▶ RECORD SET:

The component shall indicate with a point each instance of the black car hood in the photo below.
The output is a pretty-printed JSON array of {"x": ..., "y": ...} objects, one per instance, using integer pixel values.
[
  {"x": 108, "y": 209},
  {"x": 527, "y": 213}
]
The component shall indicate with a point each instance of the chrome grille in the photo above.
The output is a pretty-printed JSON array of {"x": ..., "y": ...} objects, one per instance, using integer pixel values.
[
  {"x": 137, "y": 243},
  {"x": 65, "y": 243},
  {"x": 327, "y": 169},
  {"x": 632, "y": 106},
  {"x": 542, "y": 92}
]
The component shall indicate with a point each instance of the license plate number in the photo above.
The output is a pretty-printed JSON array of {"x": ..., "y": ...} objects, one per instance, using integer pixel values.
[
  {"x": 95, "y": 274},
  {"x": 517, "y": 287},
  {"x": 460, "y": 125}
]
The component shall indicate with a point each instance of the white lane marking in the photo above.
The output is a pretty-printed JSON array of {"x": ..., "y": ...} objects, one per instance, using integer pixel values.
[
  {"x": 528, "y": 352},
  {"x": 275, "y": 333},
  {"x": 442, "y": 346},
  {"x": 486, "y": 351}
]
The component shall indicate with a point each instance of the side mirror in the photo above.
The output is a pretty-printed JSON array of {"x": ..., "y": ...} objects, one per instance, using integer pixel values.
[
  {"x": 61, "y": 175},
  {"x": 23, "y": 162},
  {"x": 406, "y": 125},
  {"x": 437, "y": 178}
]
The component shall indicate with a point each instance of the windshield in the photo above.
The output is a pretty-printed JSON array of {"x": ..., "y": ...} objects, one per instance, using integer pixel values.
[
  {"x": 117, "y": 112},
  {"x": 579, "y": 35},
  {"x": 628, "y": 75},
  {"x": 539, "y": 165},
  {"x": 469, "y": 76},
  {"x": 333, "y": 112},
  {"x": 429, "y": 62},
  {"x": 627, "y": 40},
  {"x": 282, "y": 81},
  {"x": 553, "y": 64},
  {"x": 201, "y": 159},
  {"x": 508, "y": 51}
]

▶ WORK REQUIRED:
Arrange the lines beginning with the line that contains "windshield in the photo above." and continuing through the final line of the items as a Markdown table with the columns Row Number and Line Text, numbering each row and omitting blank lines.

▶ THE RESPONSE:
| Row Number | Line Text |
|---|---|
| 1 | The component shall indicate with a point each instance of the windshield in the photo above. |
| 2 | The output is a pretty-printed JSON array of {"x": ..., "y": ...} objects, one per instance, using integer pixel values. |
| 3 | [ |
| 4 |   {"x": 117, "y": 112}, |
| 5 |   {"x": 579, "y": 35}, |
| 6 |   {"x": 628, "y": 75}, |
| 7 |   {"x": 539, "y": 165}, |
| 8 |   {"x": 469, "y": 76}, |
| 9 |   {"x": 333, "y": 112}, |
| 10 |   {"x": 429, "y": 62}, |
| 11 |   {"x": 627, "y": 40}, |
| 12 |   {"x": 282, "y": 81}, |
| 13 |   {"x": 553, "y": 64}, |
| 14 |   {"x": 201, "y": 159}, |
| 15 |   {"x": 508, "y": 51} |
| 16 | ] |